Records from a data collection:
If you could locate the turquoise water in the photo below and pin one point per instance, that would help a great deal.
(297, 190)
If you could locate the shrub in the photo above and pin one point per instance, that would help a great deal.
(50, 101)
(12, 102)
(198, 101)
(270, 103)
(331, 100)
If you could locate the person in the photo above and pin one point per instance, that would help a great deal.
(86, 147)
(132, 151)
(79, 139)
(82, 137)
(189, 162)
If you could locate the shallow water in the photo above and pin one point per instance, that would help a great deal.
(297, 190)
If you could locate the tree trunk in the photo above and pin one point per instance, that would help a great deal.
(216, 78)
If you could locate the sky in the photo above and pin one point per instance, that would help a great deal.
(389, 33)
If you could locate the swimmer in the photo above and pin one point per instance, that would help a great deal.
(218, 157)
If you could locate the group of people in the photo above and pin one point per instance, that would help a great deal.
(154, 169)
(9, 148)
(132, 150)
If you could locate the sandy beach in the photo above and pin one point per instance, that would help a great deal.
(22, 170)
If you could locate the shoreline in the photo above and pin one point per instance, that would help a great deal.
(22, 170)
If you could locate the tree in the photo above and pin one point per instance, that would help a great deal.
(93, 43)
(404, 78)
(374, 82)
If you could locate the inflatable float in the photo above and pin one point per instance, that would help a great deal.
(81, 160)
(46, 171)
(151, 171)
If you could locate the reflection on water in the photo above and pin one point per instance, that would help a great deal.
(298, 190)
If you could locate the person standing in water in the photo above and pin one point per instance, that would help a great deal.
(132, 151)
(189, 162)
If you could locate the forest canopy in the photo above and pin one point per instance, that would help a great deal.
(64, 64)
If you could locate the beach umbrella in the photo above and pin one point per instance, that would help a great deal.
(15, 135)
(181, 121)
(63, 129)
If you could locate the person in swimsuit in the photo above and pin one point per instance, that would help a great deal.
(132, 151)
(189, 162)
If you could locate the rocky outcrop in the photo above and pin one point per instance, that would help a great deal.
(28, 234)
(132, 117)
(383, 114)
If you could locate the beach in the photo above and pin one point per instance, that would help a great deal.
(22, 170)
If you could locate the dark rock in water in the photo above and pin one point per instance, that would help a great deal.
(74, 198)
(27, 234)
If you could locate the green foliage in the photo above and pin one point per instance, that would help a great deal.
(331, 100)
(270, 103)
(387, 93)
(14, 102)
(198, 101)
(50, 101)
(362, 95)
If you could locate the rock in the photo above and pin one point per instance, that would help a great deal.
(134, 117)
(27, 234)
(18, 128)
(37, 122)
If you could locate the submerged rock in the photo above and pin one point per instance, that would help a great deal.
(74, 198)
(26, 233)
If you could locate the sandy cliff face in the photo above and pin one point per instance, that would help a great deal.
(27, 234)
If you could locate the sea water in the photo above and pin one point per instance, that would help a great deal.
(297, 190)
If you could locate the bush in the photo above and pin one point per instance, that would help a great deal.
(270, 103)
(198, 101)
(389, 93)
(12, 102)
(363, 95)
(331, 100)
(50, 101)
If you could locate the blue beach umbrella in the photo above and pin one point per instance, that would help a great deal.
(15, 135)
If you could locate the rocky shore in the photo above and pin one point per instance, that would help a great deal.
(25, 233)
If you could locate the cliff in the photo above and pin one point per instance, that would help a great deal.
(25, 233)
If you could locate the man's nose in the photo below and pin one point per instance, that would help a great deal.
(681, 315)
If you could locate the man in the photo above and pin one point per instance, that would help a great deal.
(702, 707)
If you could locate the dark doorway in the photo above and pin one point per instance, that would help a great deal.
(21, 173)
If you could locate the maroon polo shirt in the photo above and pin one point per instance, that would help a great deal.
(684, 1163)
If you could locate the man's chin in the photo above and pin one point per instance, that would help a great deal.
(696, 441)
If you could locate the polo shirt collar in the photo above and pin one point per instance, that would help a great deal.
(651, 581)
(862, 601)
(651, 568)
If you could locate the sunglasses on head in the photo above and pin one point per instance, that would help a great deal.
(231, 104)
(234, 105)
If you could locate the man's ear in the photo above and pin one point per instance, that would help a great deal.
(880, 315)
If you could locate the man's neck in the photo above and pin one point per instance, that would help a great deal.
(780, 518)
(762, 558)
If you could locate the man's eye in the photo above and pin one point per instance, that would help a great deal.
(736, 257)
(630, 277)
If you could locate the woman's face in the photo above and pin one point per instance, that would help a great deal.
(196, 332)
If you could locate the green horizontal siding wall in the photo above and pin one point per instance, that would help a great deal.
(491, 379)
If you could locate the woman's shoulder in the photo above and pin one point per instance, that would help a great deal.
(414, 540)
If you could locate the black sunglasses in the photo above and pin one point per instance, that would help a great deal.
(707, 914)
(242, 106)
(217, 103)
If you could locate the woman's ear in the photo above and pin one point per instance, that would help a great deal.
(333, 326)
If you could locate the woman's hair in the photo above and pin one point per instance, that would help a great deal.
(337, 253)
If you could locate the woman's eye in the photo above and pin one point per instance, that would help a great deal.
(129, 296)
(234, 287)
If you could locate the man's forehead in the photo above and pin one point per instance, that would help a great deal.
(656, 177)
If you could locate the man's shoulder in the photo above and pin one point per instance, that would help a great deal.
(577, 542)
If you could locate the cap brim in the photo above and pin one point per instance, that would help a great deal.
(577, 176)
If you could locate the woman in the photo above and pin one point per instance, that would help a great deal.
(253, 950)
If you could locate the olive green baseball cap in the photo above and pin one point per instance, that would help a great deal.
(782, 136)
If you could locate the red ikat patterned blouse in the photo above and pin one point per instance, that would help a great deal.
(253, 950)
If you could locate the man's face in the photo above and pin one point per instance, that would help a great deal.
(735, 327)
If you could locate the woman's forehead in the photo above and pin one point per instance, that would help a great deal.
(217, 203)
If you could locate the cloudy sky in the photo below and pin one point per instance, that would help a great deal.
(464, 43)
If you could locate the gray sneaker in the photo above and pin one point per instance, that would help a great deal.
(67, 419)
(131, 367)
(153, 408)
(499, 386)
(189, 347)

◆ To do
Reproduce all of the data above, exactly and without omission.

◆ Exercise solution
If you could locate the turquoise water in the photo below and pin one point per instance, that would help a great deal.
(297, 190)
If you could locate the shrub in the photo above and pin one point per instance, that would help a great deal.
(50, 101)
(12, 102)
(198, 101)
(270, 103)
(331, 100)
If you could locate the person in the photo above and pin one point per instance, that would help a great deal.
(86, 147)
(132, 151)
(79, 139)
(82, 137)
(189, 162)
If you could locate the shallow water in the photo above and pin one point per instance, that would help a great deal.
(297, 190)
If you could locate the tree trunk in the photo above and pin one point per instance, that would help a great deal.
(216, 78)
If you could locate the sky in the photo above and pin one point per instance, that would help a great deal.
(389, 33)
If you could locate the swimmer in the photo above and pin one point per instance, that would help a great deal.
(218, 157)
If you could locate the group of people in the photo above and pin one point per instance, that would help a great deal.
(154, 169)
(9, 148)
(132, 150)
If you could locate the sandy beach in the photo above and pin one point per instance, that would help a great deal.
(22, 170)
If you could locate the shoreline in the photo above and pin one point per instance, that would help a great deal.
(22, 170)
If you could locate the tree in the photo above and pin one point per instance, that would help a great deal.
(93, 43)
(404, 78)
(374, 82)
If you could locate the inflatable float in the photo above and pin one point per instance, that would help a great deal.
(81, 160)
(46, 171)
(151, 171)
If you could locate the reflection on water in the photo above and pin one point per instance, that would help a great deal.
(298, 190)
If you could locate the person standing in water in the photo above and pin one point per instance, that would help a great deal.
(132, 151)
(189, 162)
If you could locate the forest canopy in the photo above and pin one point per instance, that would help a great deal.
(64, 64)
If you could locate the beach umbrella in the photo above and pin one point per instance, that would help a great deal.
(15, 135)
(181, 121)
(63, 129)
If you could locate the person in swimsuit in the photo above and pin one point per instance, that would help a great deal.
(132, 151)
(189, 162)
If you could locate the rocky outcrop in the photo above and pin one point per instance, that would help a great deal.
(28, 234)
(132, 117)
(383, 114)
If you could locate the beach in the photo above and pin one point per instance, that would help a great deal.
(22, 170)
If you could locate the dark rock in water in the photo above and pin one point per instance, that would help a great deal.
(74, 198)
(27, 234)
If you could locate the green foliage in the photo above and pin one point per instance, that would help a great deal.
(331, 100)
(270, 103)
(387, 93)
(14, 102)
(198, 101)
(50, 101)
(362, 95)
If you could locate the rock in the photo above and pin one point per instance, that would help a great deal.
(134, 117)
(27, 234)
(18, 128)
(37, 122)
If you could locate the submerged rock in the photo above and pin one point per instance, that would help a great deal.
(74, 198)
(26, 233)
If you could locate the sandy cliff face in the photo above and pin one point per instance, that would help a great deal.
(27, 234)
If you could locate the sea water in the photo above and pin one point per instance, that would help a great deal.
(297, 190)
If you could locate the bush in the photo above and pin one point per instance, that would help a great deal.
(270, 103)
(198, 101)
(389, 93)
(12, 102)
(363, 95)
(331, 100)
(50, 101)
If you could locate the blue beach umbrella in the photo above and pin one point per instance, that would help a great deal.
(15, 135)
If you could locate the rocky shore in the photo above and pin one point per instance, that would help a great deal.
(25, 233)
If you could locate the cliff in the photo above and pin one point per instance, that would help a great deal.
(25, 233)
If you could locate the man's nose in the photo below and pin one point per instance, that would help a great deal.
(681, 315)
If you could locate the man in the photo above and pin one point per instance, that would help a great deal.
(702, 707)
If you could locate the dark doorway in the photo above and pin one point per instance, that would help a great deal.
(21, 173)
If you could locate the maroon polo shirt in the photo above and pin one point per instance, that would help a great deal.
(684, 1163)
If you could locate the man's chin in the photo above and pin one point per instance, that would help a great deal.
(696, 441)
If you could locate the polo shirt collar in the photo above and pin one point per instance, that would help a great deal.
(651, 581)
(862, 601)
(651, 568)
If you could locate the sunglasses on head in the photo above and pin one point per instance, that would help a great deal.
(231, 104)
(234, 105)
If you could locate the man's ear in the photo above and pin one point per instance, that would help a great deal.
(880, 315)
If you could locate the man's neck in the photo above and pin one point per instance, that would help a great deal.
(780, 518)
(762, 558)
If you could locate the man's eye in the photo above and pin one point per instance, that would help a great deal.
(736, 257)
(630, 277)
If you could locate the woman's face in the photo above and pin one point per instance, that would help a great deal.
(196, 332)
If you could locate the green horizontal siding wall in the photo above and pin one point per instance, that would help a great deal.
(491, 379)
If you could locate the woman's shoulder in the photo above and pin one point per instance, that would help a great deal.
(414, 540)
If you could locate the black sunglasses in the photo above and pin one point per instance, that would help a great deal.
(707, 914)
(242, 106)
(217, 103)
If you could locate the woman's ear in the photo above and pin one point per instance, that would help a great deal.
(333, 326)
If you could locate the woman's hair in the photo above and pin one point per instance, that would help a great deal.
(337, 253)
If you could locate the woman's eye in the photo above and pin one point per instance, that would help a great deal.
(129, 296)
(234, 287)
If you could locate the man's forehead in the photo above and pin one point per instance, that would help a great deal.
(656, 177)
If you could locate the man's shoulder in the photo above and pin one point per instance, that would help a great deal.
(577, 542)
If you could locate the cap brim in the photo above and pin one point per instance, that would help a great deal.
(577, 176)
If you could locate the woman in the photo above and pin one point per instance, that would help a great deal.
(253, 950)
If you could locate the olive green baseball cap in the photo above and pin one point per instance, that would help a great deal.
(782, 136)
If you could locate the red ikat patterned blouse in the photo above and pin one point per instance, that would help a great deal.
(253, 950)
If you could locate the man's face in the photo above and pin one point per instance, that would help a great deal.
(735, 327)
If you could locate the woman's forehead in the photo above and pin one point per instance, that would help a great deal.
(217, 203)
If you could locate the cloudy sky in the photo below and pin one point per instance, that would help a great deal.
(464, 43)
If you could locate the gray sneaker in the photo above and pin one point per instance, that would help a great deal.
(67, 419)
(131, 367)
(153, 408)
(499, 386)
(189, 347)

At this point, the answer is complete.